_Data for this exercise_:
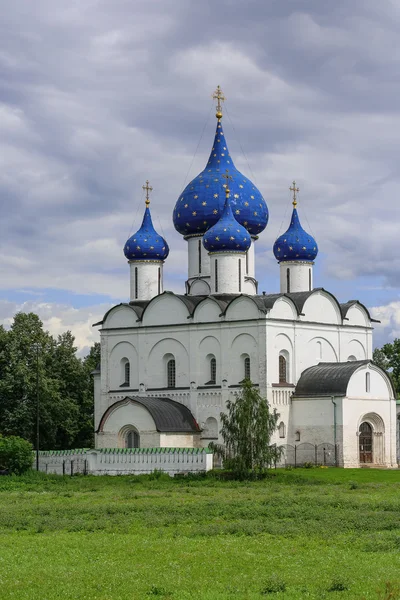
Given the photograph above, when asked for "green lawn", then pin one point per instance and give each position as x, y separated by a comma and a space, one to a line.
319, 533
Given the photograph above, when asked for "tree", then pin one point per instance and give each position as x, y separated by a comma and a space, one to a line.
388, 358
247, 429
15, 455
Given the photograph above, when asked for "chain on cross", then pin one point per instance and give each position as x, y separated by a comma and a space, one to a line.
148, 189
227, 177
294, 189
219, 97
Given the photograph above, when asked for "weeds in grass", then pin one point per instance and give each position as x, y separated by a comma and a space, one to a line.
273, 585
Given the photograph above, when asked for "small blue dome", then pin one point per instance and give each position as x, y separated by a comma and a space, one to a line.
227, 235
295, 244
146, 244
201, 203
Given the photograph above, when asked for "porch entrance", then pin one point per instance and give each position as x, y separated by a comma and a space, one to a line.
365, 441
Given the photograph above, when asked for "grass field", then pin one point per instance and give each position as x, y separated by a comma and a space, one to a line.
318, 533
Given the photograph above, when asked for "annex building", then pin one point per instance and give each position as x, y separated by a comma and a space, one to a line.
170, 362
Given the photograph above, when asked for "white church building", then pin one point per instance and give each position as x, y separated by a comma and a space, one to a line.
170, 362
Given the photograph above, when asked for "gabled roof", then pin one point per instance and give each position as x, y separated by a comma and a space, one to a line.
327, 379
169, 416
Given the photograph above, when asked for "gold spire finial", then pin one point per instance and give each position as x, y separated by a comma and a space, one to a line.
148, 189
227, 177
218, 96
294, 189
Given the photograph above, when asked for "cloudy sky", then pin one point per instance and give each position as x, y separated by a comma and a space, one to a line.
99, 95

_Prompt_:
Transcribe all of the records above character for character. Exclude the pictures.

_Task response_:
Given the photograph above, when asked for "green lawn", then pin one point per instance and give each position as x, y separated by a comma and a space, one to a line.
319, 533
Given the photograph above, when asked for "tree", then pin one point per instance and give each position as x, y separated by a comma and a space, one to a line.
388, 358
247, 429
15, 455
Given the photograph above, when asked for "chain on cross", then pin one point per instance and give each position as x, y separated by a comma and a space, one to a line.
148, 189
227, 177
294, 189
219, 97
Given the photograph above, when asked for "weeds in grass", then pin one point per instance and give each position as x, y separated by a comma and a space, one to a line.
273, 585
Given the photograph above, when asked for "small blue dome", then pin one point per instance and give each position as x, y separated by a comma and a space, one to a line.
227, 235
295, 244
146, 244
201, 203
Given the photograph above, when asked for "porch entrance", then pin one point per instance and give each position as x, y separated by a comma and a space, one to a line.
365, 441
Given the photograph above, when asked for "grass field", then pin one point per instance and give each position as x, y separated by a comma and a space, one to a line.
318, 533
Given the photograph above, when asked for "annex building", then pin one point per instance and give each position as x, y separated by a comma and a space, one to a line.
170, 362
Given the photograph above, when asked for "white church building", then pin one point per instance and give each position as x, y separated by a comma and a space, one to a line.
170, 362
Given the photograph above, when asked for "gabled roof", then pin one point per instance and give each position as x, y separated by a comma and a space, one to a line.
327, 379
169, 416
Given the photograph above, when asked for "gold spire finial", then pin one point per instance and give each position as x, y separated by a comma and a space, one to a line.
148, 189
227, 177
218, 96
294, 189
Given the photograph above, when asked for "cloudy sky", then pin one point per instance and give each position as x, y separated by a comma and a space, one to a line.
99, 95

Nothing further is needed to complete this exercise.